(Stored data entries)
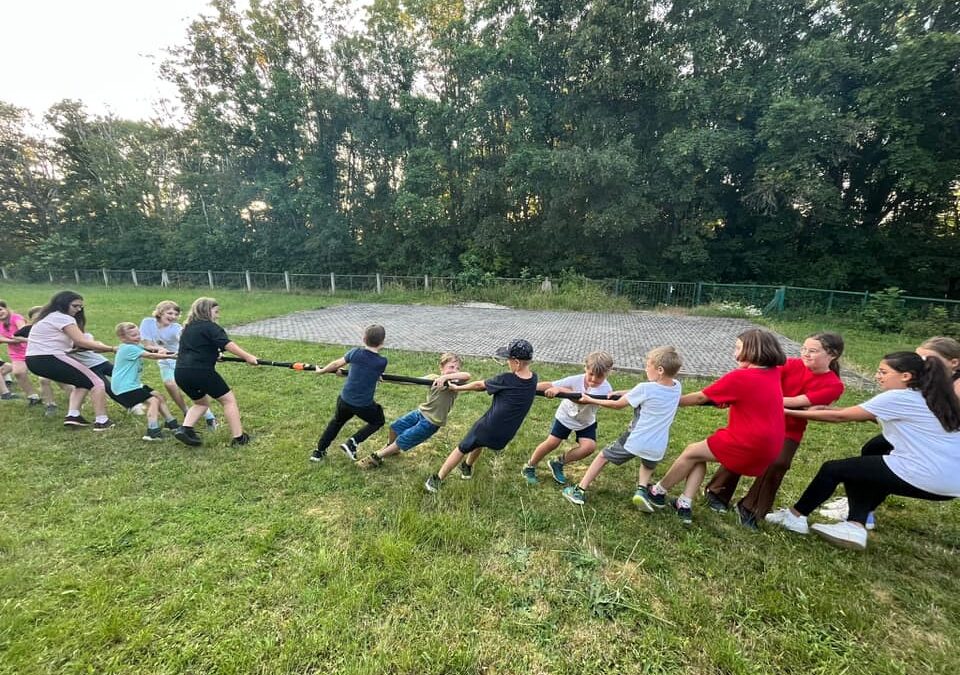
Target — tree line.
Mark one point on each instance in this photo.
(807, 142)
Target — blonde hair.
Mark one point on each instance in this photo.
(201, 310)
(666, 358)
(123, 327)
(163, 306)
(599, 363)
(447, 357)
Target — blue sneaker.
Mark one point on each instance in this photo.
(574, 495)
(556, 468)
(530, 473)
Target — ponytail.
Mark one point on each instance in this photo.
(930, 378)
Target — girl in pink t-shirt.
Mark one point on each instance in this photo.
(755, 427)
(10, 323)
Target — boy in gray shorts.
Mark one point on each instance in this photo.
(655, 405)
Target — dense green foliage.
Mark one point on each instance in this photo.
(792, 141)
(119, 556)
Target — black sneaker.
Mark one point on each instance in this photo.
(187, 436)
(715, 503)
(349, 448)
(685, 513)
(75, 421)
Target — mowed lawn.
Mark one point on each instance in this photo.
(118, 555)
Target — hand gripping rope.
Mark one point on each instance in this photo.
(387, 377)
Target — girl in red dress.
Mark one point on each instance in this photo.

▶ Aim of the task: Please count the lines above containing "sneaker"; number only.

▶ Response: 2